Task to carry out
Word for word, write the records out again, but omit each picture.
** Opening Data to process block **
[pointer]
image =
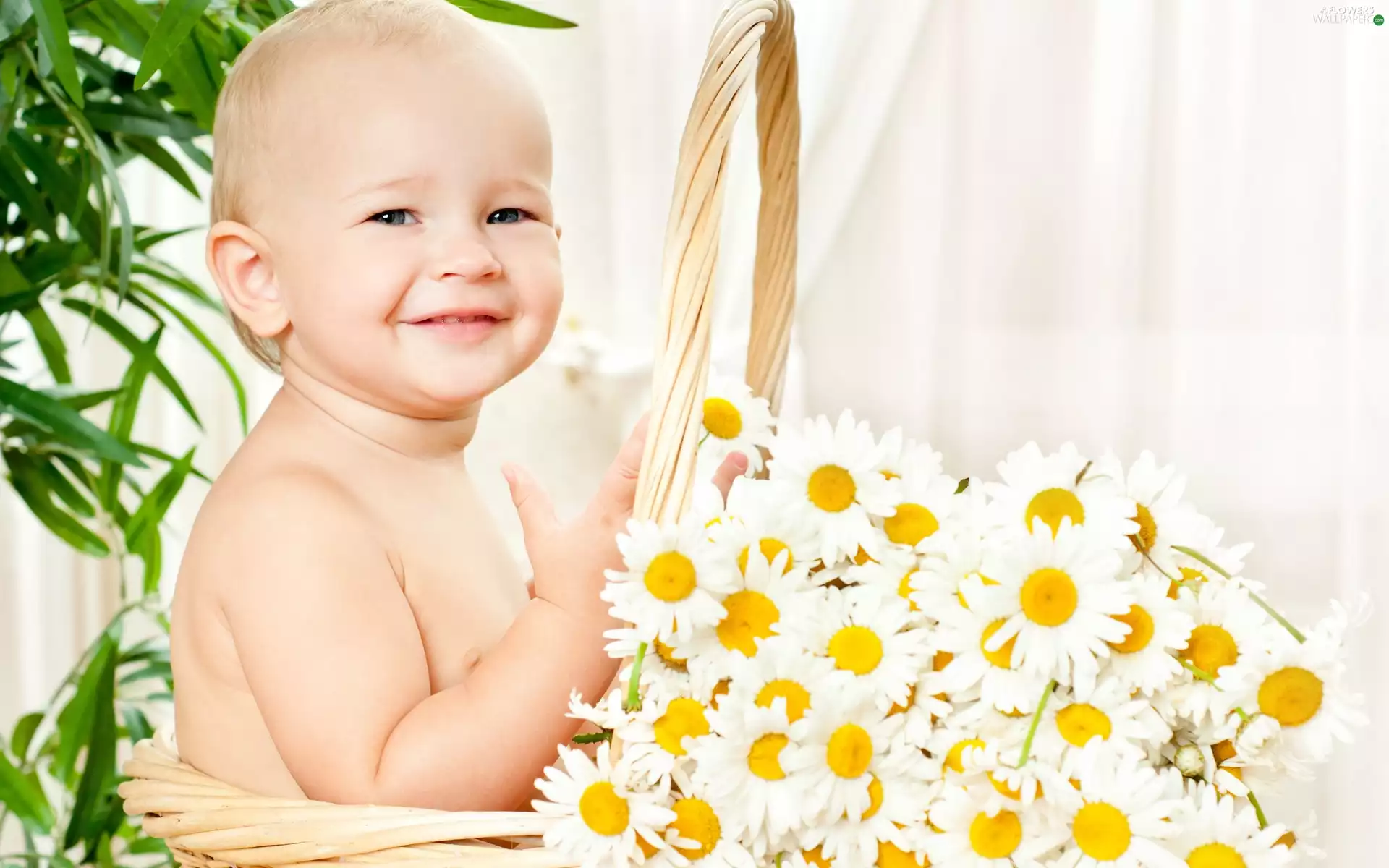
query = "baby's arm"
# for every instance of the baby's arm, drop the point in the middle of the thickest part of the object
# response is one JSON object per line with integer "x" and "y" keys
{"x": 334, "y": 659}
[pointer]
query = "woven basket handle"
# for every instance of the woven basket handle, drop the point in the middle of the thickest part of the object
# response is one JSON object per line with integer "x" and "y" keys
{"x": 750, "y": 35}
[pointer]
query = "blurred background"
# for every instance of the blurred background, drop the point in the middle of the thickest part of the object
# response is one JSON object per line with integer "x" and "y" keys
{"x": 1146, "y": 226}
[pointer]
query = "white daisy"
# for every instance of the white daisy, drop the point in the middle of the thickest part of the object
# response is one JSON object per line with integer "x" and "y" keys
{"x": 1298, "y": 685}
{"x": 898, "y": 795}
{"x": 734, "y": 420}
{"x": 1218, "y": 831}
{"x": 699, "y": 838}
{"x": 1043, "y": 488}
{"x": 768, "y": 600}
{"x": 830, "y": 475}
{"x": 1228, "y": 628}
{"x": 1145, "y": 659}
{"x": 673, "y": 582}
{"x": 602, "y": 816}
{"x": 744, "y": 764}
{"x": 964, "y": 660}
{"x": 868, "y": 634}
{"x": 1060, "y": 595}
{"x": 846, "y": 741}
{"x": 783, "y": 670}
{"x": 756, "y": 517}
{"x": 972, "y": 835}
{"x": 1121, "y": 820}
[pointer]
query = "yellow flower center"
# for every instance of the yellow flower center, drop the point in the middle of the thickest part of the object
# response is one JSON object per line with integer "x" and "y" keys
{"x": 1049, "y": 597}
{"x": 771, "y": 548}
{"x": 764, "y": 756}
{"x": 995, "y": 836}
{"x": 603, "y": 810}
{"x": 816, "y": 857}
{"x": 856, "y": 649}
{"x": 892, "y": 856}
{"x": 1210, "y": 649}
{"x": 849, "y": 750}
{"x": 1003, "y": 788}
{"x": 831, "y": 488}
{"x": 910, "y": 524}
{"x": 670, "y": 576}
{"x": 721, "y": 418}
{"x": 684, "y": 717}
{"x": 1146, "y": 537}
{"x": 750, "y": 616}
{"x": 1215, "y": 856}
{"x": 696, "y": 821}
{"x": 1102, "y": 831}
{"x": 1141, "y": 631}
{"x": 1052, "y": 506}
{"x": 668, "y": 656}
{"x": 1291, "y": 696}
{"x": 797, "y": 696}
{"x": 1081, "y": 723}
{"x": 1003, "y": 658}
{"x": 955, "y": 757}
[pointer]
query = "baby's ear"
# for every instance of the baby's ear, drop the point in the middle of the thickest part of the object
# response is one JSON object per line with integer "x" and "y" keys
{"x": 239, "y": 260}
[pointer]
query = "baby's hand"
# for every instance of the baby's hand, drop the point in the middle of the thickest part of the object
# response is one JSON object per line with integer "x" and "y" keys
{"x": 570, "y": 560}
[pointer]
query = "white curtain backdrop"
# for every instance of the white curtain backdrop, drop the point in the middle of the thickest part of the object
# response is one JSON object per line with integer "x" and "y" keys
{"x": 1134, "y": 226}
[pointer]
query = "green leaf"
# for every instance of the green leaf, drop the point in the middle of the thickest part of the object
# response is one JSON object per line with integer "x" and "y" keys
{"x": 156, "y": 504}
{"x": 54, "y": 416}
{"x": 125, "y": 338}
{"x": 51, "y": 344}
{"x": 208, "y": 345}
{"x": 24, "y": 733}
{"x": 53, "y": 34}
{"x": 22, "y": 795}
{"x": 502, "y": 12}
{"x": 177, "y": 22}
{"x": 35, "y": 495}
{"x": 155, "y": 152}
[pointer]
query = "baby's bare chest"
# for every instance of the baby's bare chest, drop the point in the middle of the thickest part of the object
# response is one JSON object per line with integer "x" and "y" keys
{"x": 462, "y": 581}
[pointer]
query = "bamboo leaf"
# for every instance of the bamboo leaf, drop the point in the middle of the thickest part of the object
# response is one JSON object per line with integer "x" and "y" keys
{"x": 22, "y": 795}
{"x": 51, "y": 344}
{"x": 156, "y": 504}
{"x": 502, "y": 12}
{"x": 53, "y": 416}
{"x": 53, "y": 35}
{"x": 35, "y": 495}
{"x": 99, "y": 768}
{"x": 125, "y": 338}
{"x": 175, "y": 24}
{"x": 24, "y": 733}
{"x": 208, "y": 345}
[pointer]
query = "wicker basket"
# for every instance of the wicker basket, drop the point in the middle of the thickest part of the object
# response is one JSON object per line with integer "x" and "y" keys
{"x": 210, "y": 824}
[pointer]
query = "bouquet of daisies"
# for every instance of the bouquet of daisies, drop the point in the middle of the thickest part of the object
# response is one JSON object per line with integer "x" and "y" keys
{"x": 859, "y": 660}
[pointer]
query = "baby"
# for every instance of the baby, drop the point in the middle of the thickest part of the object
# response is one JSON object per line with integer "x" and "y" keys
{"x": 347, "y": 624}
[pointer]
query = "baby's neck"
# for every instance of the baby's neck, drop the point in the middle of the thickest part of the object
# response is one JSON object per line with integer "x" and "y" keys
{"x": 428, "y": 441}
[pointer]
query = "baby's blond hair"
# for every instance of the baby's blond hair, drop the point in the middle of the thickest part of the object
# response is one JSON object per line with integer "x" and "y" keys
{"x": 243, "y": 107}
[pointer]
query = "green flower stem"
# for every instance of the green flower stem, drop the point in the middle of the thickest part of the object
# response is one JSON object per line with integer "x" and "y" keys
{"x": 1259, "y": 600}
{"x": 1037, "y": 721}
{"x": 1259, "y": 810}
{"x": 1210, "y": 679}
{"x": 634, "y": 700}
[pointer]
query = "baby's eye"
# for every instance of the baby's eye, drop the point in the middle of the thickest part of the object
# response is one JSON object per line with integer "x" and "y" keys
{"x": 507, "y": 216}
{"x": 395, "y": 217}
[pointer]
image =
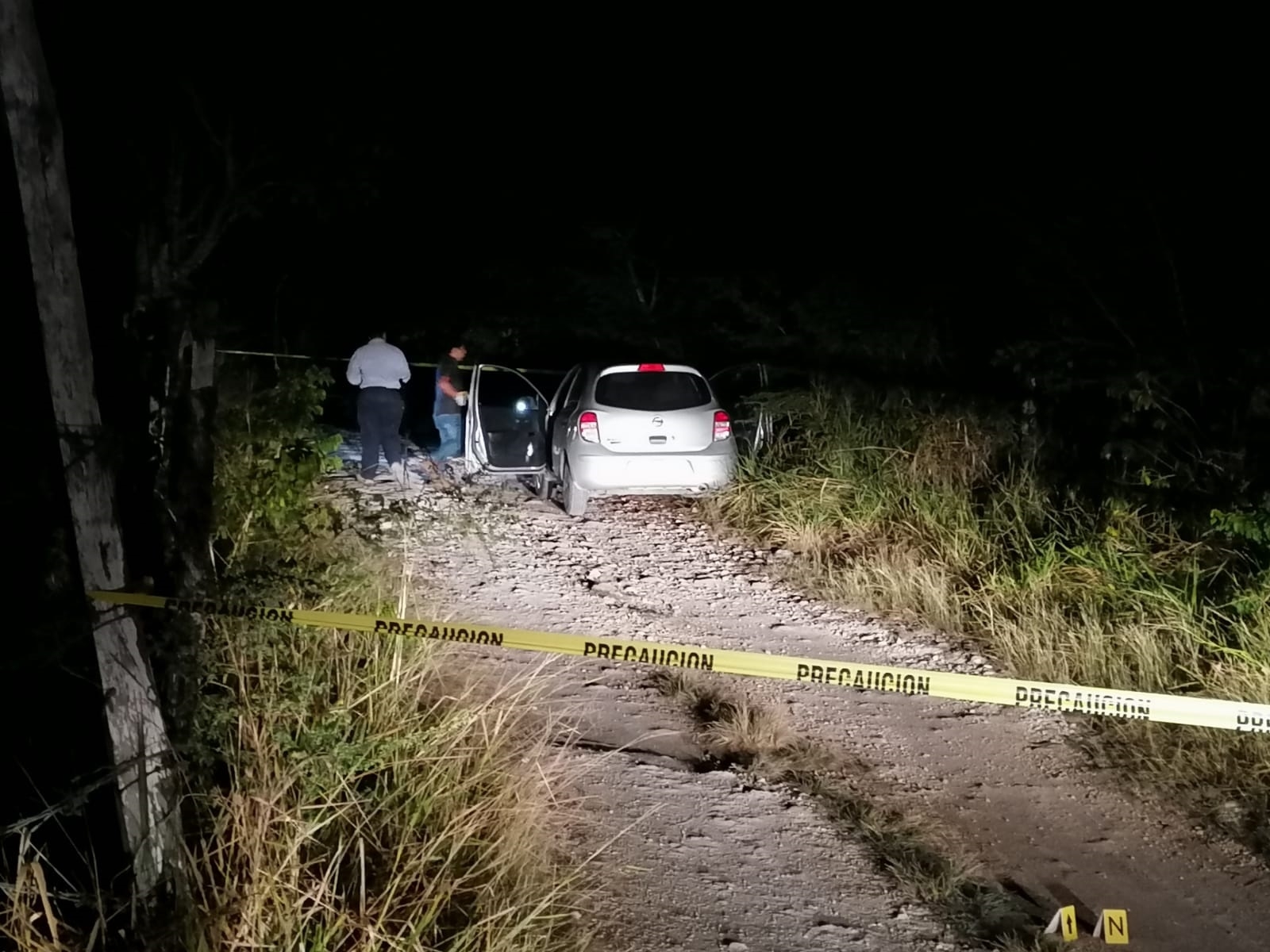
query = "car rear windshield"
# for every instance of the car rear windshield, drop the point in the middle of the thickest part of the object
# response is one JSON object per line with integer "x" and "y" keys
{"x": 656, "y": 391}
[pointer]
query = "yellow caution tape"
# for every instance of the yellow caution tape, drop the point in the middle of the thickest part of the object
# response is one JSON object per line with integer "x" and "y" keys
{"x": 914, "y": 682}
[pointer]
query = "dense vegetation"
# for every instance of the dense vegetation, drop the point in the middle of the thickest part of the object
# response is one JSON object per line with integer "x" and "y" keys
{"x": 346, "y": 791}
{"x": 952, "y": 516}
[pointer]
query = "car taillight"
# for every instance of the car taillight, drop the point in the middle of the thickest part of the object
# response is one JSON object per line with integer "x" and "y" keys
{"x": 723, "y": 425}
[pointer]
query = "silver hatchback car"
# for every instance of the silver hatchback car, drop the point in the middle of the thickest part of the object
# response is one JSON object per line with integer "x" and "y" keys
{"x": 610, "y": 431}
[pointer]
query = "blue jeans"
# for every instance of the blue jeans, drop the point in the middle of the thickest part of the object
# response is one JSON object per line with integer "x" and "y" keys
{"x": 451, "y": 429}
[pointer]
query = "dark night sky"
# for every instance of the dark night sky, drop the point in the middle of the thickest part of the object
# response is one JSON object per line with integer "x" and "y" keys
{"x": 918, "y": 175}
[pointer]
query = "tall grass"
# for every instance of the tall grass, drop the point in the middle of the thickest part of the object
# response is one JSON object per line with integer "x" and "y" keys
{"x": 347, "y": 791}
{"x": 943, "y": 517}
** Closing Data to process block **
Exercise solution
[pointer]
image =
query = "baby's arm"
# for every instance of the baby's arm, drop the point in the middle of the thickest part of the object
# response is one JSON object per line with integer "x" and "y" keys
{"x": 334, "y": 659}
[pointer]
query = "woven basket handle"
# for every instance of the woven basket handle, drop the point in the middle of the thickest part of the object
# response is one JSON object per line with integer "x" and "y" keys
{"x": 750, "y": 35}
[pointer]
query = "blurred background"
# for every instance of the blurred background, drop the point in the middle of the thickest part of the object
# response is one JSON object per line with integer "x" and "y" keys
{"x": 1146, "y": 226}
[pointer]
query = "white daisy"
# for every instance of the white daisy, drop the point in the middle of the thickest part of the object
# response is one JSON object per line with integer "x" and "y" keys
{"x": 1298, "y": 685}
{"x": 898, "y": 795}
{"x": 734, "y": 420}
{"x": 1218, "y": 831}
{"x": 699, "y": 838}
{"x": 1043, "y": 488}
{"x": 768, "y": 600}
{"x": 830, "y": 475}
{"x": 1228, "y": 628}
{"x": 1145, "y": 659}
{"x": 673, "y": 582}
{"x": 602, "y": 816}
{"x": 744, "y": 764}
{"x": 964, "y": 660}
{"x": 868, "y": 634}
{"x": 1060, "y": 595}
{"x": 846, "y": 741}
{"x": 783, "y": 670}
{"x": 756, "y": 517}
{"x": 972, "y": 835}
{"x": 1121, "y": 820}
[pointer]
query = "yellow flower center"
# for every instance of the yellow flower center, drop the point in the middle of the thickest part of the object
# response is one JSON object per line with integer "x" and "y" keys
{"x": 1049, "y": 597}
{"x": 771, "y": 548}
{"x": 764, "y": 756}
{"x": 995, "y": 836}
{"x": 603, "y": 810}
{"x": 816, "y": 857}
{"x": 856, "y": 649}
{"x": 892, "y": 856}
{"x": 1210, "y": 649}
{"x": 849, "y": 750}
{"x": 1003, "y": 788}
{"x": 831, "y": 488}
{"x": 910, "y": 524}
{"x": 670, "y": 576}
{"x": 721, "y": 418}
{"x": 684, "y": 717}
{"x": 1146, "y": 537}
{"x": 750, "y": 616}
{"x": 1215, "y": 856}
{"x": 696, "y": 821}
{"x": 1102, "y": 831}
{"x": 1141, "y": 631}
{"x": 1052, "y": 506}
{"x": 668, "y": 656}
{"x": 1291, "y": 696}
{"x": 797, "y": 696}
{"x": 1081, "y": 723}
{"x": 1003, "y": 658}
{"x": 955, "y": 757}
[pointer]
query = "baby's ear"
# for every instance of the baby's ear, drop the point in the middle of the thickest part of the object
# response is one JSON object per line with integer "x" and "y" keys
{"x": 239, "y": 260}
[pointer]
query = "baby's hand"
# for every instance of the baby's hand, drop the point in the middle of the thickest part of the object
# response is one JSON object per line with integer "x" and "y" keys
{"x": 570, "y": 560}
[pointer]
query = "white curtain backdrop"
# for every instance of the white curtain backdrop, drop the point in the middle of the thickest part of the object
# response is one JSON object per line with integer "x" and "y" keys
{"x": 1134, "y": 226}
[pointer]
query = "green leaf"
# for every instance of the green leaf, drop the point in the middle of the thickest part of the object
# response is one JSON object per line with integer "x" and "y" keys
{"x": 156, "y": 504}
{"x": 54, "y": 416}
{"x": 125, "y": 338}
{"x": 51, "y": 344}
{"x": 208, "y": 345}
{"x": 24, "y": 733}
{"x": 53, "y": 34}
{"x": 22, "y": 795}
{"x": 502, "y": 12}
{"x": 177, "y": 22}
{"x": 35, "y": 495}
{"x": 155, "y": 152}
[pointer]
query = "baby's bare chest"
# for every instance of the baby's bare chest, drop the point in the middle of the thickest part of the object
# response is one JSON object per line with integer "x" and "y" keys
{"x": 462, "y": 581}
[pointer]
query = "bamboo leaf"
# for every instance of the bamboo leaf, drop the point in the middle of the thickest part of the object
# response is one JSON object per line with integer "x" and "y" keys
{"x": 22, "y": 795}
{"x": 51, "y": 344}
{"x": 156, "y": 504}
{"x": 502, "y": 12}
{"x": 53, "y": 416}
{"x": 53, "y": 35}
{"x": 35, "y": 495}
{"x": 99, "y": 768}
{"x": 125, "y": 338}
{"x": 175, "y": 24}
{"x": 24, "y": 733}
{"x": 208, "y": 345}
[pointer]
query = "wicker basket"
# for every instance of the wicker basket, drop the point in the middle of the thickest part of the object
# response is one JSON object per line with integer "x" and "y" keys
{"x": 210, "y": 824}
[pointer]
query = "bouquet of daisies"
# for every instance of the bouquet of daisies, drop the point in the middle of the thickest part of the object
# response is one JSON object per line with integer "x" and "y" keys
{"x": 859, "y": 660}
[pointer]
query = "baby"
# for every instance of the baby, drop the point in the middle of the thickest part of the object
# response is one JSON object per line with integer "x" and "y" keys
{"x": 347, "y": 624}
[pointer]
query = "baby's neck"
# for every instance of the baby's neck, drop the point in the middle of the thickest part of the object
# response is one JSON object per line with integer "x" and "y" keys
{"x": 428, "y": 441}
[pointer]
query = "baby's blond hair"
# for every instance of the baby's blond hair, drop the point in the middle of the thickest part of the object
# response is one JSON object per line with integer "x" and "y" keys
{"x": 243, "y": 107}
[pointer]
query = "green flower stem"
# for every instance of the green flower stem, drop the point in the middle of the thickest part of the object
# response is one JSON object per line with integer "x" and "y" keys
{"x": 1259, "y": 600}
{"x": 1037, "y": 721}
{"x": 1259, "y": 810}
{"x": 1210, "y": 679}
{"x": 634, "y": 700}
[pointer]
query = "baby's eye"
# for every instance of the baby's eye, drop the point in the middle of the thickest part of the object
# response is one JSON object per line with integer "x" and "y" keys
{"x": 507, "y": 216}
{"x": 395, "y": 217}
[pointer]
image =
query = "car rear windshield"
# for every instance of the car rear windshield, drop the point in the middle of the thickest part of the object
# response is one JSON object per line with integer "x" and "y" keys
{"x": 656, "y": 391}
[pointer]
query = "yellow caution tape"
# for every instance of the yellow caution tape, drop the point in the middle of the thickest part of the object
# response is one JSON object per line with integer "x" and "y" keys
{"x": 914, "y": 682}
[pointer]
query = "dense vegetation"
# for every instance of the dense vegetation, drop the point in the middle of the thickest part of the object
# response is one JSON object per line with integer "x" and "y" keys
{"x": 346, "y": 791}
{"x": 952, "y": 516}
[pointer]
query = "car taillight"
# for every instance of the car taillight, drop the point in the middle of the thickest part of the object
# response is one JSON object per line with integer "x" and "y" keys
{"x": 723, "y": 425}
[pointer]
query = "silver hatchback car"
# for every instance of the silver hatchback car, drop the point in the middle of the thickest part of the object
# response is one JSON object per line with integer "x" and "y" keys
{"x": 610, "y": 431}
[pointer]
query = "blue jeans"
# for every instance of the blue jeans, drop the point in the middle of the thickest part of the object
# response is one JSON object per line with integer "x" and "y" keys
{"x": 451, "y": 429}
[pointer]
query = "dark night sky"
# for every instance of the dark night sky, drop the point in the middle of the thickest part of the object
# response is one JSON object per line with integer "x" and "y" keys
{"x": 918, "y": 175}
[pointer]
query = "tall grass"
# for every instance of the tall grass, drop the point in the middle of the thickest part of the object
# response is one JSON object per line with integer "x" and "y" keys
{"x": 347, "y": 791}
{"x": 943, "y": 517}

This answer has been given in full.